● **Job**: Everything from the line containing "plate in this photo." to the last line of the records must be returned verbatim; nothing else belongs in the output.

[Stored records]
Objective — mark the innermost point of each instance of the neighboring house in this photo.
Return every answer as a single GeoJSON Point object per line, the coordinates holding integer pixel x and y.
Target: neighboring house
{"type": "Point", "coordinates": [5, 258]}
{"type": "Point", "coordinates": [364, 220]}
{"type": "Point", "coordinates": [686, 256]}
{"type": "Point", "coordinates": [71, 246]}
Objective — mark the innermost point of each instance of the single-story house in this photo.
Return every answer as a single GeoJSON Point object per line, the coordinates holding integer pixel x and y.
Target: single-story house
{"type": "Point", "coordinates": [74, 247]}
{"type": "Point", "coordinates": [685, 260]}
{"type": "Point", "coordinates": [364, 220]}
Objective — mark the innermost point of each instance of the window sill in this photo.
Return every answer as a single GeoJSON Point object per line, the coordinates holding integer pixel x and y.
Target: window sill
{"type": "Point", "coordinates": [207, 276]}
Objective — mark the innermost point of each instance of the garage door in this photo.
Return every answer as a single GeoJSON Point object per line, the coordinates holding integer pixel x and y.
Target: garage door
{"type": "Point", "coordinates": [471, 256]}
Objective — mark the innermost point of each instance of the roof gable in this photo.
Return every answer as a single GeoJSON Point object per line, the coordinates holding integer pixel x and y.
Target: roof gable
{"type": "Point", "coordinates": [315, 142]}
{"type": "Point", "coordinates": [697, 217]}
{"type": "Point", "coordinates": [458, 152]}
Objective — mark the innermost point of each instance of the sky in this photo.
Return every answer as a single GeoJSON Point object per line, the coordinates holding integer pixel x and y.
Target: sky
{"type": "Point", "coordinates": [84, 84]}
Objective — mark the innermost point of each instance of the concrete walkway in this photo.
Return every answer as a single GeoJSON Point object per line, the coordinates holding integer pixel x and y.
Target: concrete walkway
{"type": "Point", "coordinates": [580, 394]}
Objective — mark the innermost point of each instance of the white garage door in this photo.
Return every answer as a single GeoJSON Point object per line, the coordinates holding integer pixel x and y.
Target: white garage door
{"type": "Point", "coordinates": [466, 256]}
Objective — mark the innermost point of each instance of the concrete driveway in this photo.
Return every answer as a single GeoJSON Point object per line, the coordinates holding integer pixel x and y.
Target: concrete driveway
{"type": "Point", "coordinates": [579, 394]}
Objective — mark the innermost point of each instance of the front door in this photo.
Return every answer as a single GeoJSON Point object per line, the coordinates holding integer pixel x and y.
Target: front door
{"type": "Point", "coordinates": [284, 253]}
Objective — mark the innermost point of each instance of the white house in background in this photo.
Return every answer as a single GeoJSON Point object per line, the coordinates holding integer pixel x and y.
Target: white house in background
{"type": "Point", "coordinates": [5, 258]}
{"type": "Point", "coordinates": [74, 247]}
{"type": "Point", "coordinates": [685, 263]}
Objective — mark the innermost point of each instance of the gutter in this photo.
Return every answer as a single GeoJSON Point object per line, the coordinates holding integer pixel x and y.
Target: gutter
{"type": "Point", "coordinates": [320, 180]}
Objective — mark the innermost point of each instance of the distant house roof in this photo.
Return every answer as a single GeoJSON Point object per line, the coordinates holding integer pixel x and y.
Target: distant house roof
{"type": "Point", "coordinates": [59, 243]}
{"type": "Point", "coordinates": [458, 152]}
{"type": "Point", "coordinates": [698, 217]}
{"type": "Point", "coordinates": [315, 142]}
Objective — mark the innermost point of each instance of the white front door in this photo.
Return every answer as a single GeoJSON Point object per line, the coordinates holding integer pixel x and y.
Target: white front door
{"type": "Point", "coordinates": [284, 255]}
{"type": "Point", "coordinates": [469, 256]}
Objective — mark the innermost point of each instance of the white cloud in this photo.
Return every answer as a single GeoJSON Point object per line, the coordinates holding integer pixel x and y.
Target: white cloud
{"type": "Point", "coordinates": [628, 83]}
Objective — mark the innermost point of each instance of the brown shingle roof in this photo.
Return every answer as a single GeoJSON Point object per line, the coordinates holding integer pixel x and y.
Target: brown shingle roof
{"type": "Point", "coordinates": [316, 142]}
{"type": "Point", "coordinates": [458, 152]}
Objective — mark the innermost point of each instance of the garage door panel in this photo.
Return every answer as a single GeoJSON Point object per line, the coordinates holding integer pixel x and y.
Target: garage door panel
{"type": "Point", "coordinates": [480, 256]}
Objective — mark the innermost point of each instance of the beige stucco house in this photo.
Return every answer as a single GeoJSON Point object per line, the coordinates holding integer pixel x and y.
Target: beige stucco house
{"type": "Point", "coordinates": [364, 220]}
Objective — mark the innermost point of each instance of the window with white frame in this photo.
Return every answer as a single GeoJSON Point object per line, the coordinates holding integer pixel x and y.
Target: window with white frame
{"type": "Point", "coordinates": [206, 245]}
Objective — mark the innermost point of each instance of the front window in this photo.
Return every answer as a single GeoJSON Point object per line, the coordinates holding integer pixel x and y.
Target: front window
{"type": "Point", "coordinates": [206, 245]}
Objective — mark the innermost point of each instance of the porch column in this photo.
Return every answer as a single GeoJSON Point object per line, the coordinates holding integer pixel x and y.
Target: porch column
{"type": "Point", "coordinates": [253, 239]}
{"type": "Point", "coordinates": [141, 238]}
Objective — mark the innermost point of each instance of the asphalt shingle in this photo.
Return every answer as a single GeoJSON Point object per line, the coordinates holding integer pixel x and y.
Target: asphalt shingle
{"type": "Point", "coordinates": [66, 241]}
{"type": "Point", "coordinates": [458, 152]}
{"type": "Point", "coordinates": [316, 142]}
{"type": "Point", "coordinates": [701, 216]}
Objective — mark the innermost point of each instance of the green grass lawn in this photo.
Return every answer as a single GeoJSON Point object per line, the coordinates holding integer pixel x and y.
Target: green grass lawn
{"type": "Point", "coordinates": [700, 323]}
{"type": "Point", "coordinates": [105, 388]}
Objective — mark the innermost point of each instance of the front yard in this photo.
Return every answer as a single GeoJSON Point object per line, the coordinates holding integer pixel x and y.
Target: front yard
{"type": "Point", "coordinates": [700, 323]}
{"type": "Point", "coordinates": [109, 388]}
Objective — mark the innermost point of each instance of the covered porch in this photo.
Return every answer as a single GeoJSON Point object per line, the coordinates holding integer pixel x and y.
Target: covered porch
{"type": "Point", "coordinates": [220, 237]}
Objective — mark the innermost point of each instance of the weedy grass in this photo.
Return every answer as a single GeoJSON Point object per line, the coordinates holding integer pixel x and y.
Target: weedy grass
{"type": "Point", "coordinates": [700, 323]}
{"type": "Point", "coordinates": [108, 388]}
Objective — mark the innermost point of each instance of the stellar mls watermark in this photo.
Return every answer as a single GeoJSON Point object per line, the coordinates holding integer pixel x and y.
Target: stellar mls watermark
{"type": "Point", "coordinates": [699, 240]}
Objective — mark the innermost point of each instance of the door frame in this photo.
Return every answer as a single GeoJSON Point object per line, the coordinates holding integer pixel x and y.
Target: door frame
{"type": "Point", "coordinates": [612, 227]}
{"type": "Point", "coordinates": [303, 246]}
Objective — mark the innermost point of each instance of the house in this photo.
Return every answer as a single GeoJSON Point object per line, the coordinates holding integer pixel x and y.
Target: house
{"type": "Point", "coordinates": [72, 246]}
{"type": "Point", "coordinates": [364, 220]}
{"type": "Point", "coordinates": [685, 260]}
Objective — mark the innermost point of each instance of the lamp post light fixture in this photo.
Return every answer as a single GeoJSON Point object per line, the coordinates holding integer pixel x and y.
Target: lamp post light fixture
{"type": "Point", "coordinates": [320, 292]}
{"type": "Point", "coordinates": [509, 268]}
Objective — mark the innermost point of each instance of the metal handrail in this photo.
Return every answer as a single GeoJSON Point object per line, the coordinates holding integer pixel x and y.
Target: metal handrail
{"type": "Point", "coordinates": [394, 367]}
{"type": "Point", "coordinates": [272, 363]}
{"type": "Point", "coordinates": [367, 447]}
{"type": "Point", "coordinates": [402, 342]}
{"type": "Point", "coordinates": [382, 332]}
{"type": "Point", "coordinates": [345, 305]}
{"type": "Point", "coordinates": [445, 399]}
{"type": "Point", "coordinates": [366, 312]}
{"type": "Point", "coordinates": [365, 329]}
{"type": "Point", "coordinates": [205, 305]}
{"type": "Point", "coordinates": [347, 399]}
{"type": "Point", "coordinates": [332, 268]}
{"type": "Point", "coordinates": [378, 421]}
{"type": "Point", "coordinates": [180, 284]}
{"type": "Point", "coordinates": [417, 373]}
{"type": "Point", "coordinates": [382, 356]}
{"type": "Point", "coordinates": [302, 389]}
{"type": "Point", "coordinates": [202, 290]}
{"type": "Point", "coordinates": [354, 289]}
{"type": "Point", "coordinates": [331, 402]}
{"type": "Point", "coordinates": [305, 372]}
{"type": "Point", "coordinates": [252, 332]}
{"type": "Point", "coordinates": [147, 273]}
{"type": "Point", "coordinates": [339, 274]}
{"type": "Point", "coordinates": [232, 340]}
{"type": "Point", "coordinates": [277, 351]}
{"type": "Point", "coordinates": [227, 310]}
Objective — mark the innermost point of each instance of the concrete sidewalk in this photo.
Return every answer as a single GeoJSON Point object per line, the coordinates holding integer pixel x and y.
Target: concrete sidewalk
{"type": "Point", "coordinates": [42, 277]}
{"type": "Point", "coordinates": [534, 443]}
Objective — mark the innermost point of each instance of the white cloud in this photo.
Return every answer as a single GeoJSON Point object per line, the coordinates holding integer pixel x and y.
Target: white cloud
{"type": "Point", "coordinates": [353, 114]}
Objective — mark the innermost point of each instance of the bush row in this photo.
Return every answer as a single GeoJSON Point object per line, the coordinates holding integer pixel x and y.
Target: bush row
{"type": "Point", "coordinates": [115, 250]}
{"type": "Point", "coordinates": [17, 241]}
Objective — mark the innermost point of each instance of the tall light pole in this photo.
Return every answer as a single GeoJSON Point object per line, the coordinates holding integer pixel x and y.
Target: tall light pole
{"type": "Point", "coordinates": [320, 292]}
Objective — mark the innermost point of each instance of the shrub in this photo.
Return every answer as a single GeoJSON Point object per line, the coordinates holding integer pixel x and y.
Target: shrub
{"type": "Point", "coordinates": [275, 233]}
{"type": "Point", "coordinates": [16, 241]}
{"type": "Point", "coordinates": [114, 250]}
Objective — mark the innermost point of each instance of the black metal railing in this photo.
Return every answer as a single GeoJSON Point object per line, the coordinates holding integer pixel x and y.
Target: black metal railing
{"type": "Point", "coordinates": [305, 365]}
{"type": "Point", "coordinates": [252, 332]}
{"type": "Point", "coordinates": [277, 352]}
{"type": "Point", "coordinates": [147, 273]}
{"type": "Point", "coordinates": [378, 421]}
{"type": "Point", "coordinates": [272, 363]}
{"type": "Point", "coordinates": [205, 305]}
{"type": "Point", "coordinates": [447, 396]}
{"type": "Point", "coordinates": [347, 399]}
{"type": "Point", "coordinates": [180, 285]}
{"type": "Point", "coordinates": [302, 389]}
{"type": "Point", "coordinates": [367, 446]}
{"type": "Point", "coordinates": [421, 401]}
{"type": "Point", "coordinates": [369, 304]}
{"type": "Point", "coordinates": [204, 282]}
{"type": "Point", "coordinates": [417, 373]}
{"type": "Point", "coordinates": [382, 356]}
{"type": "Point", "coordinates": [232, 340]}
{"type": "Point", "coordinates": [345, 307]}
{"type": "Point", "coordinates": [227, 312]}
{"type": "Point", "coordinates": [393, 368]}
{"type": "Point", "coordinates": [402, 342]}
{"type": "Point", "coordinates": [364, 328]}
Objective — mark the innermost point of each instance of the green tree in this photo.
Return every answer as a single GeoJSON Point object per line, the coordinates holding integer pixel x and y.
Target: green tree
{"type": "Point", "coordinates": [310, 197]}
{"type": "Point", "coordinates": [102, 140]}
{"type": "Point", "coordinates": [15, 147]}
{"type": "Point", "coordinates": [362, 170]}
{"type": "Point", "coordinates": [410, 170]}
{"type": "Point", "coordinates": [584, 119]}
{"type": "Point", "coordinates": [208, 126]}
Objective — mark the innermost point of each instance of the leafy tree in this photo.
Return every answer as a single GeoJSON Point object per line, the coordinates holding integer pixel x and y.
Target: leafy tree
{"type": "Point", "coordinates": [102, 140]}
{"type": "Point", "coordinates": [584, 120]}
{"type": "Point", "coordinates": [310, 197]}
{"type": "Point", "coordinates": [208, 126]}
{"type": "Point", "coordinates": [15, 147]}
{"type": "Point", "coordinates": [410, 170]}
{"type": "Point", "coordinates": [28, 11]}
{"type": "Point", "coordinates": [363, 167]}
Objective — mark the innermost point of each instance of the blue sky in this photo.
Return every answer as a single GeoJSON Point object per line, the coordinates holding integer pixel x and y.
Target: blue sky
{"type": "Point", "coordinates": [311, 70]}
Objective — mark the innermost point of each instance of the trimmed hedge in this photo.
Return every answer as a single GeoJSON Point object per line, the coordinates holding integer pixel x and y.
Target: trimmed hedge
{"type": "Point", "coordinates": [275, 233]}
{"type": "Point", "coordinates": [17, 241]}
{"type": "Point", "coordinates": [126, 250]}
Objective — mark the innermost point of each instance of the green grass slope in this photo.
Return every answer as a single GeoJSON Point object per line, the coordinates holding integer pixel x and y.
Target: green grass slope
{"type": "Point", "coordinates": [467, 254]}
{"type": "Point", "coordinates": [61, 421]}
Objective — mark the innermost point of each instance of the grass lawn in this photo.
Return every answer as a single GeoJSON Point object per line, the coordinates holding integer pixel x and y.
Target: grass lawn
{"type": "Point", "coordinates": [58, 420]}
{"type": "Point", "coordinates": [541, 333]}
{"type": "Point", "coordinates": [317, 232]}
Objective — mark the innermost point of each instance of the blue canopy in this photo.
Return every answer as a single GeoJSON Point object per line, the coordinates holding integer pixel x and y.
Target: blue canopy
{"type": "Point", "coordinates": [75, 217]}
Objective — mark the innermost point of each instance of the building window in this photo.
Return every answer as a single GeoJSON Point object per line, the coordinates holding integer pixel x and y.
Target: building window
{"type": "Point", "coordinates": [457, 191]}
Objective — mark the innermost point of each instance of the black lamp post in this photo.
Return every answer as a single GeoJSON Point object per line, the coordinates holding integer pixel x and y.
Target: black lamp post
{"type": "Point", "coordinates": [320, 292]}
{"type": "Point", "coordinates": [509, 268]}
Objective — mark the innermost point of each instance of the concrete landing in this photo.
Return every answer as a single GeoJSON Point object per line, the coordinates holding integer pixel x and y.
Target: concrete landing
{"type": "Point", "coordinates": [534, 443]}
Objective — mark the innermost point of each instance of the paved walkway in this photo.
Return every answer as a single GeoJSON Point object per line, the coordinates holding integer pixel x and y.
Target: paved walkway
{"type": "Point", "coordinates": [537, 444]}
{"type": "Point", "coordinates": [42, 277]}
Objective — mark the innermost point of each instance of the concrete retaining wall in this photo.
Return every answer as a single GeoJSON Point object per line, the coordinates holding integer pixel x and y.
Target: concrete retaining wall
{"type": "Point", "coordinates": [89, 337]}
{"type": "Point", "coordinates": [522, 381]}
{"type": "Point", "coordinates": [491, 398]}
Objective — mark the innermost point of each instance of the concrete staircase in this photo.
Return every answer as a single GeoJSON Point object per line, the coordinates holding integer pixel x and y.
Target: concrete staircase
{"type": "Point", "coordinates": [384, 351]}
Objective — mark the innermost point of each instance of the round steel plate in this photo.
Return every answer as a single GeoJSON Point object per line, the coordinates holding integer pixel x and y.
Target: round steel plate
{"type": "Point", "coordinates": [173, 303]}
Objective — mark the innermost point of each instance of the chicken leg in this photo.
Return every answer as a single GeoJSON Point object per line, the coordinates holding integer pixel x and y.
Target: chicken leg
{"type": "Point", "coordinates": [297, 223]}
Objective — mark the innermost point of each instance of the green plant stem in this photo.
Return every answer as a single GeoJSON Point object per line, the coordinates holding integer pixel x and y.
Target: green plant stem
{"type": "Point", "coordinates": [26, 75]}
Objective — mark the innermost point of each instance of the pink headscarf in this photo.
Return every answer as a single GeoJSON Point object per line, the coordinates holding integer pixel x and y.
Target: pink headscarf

● **Exercise solution**:
Objective — mark the innermost point of each instance of the round steel plate in this photo.
Return every answer as a single GeoJSON Point object per line, the coordinates holding integer pixel x and y.
Target: round steel plate
{"type": "Point", "coordinates": [173, 303]}
Objective — mark the innermost point of each instance of the chicken leg in this photo.
Return every answer as a single GeoJSON Point object per line, the coordinates holding integer pixel x and y.
Target: chicken leg
{"type": "Point", "coordinates": [297, 223]}
Objective — mark the innermost point of each instance of the green plant stem in this photo.
Return every answer as a single GeoJSON Point object per line, the coordinates holding integer pixel x and y.
Target: green plant stem
{"type": "Point", "coordinates": [26, 75]}
Objective — mark the innermost point of each instance of the pink headscarf in this photo.
Return every answer as a single GeoJSON Point object per line, the coordinates holding integer pixel x and y.
Target: pink headscarf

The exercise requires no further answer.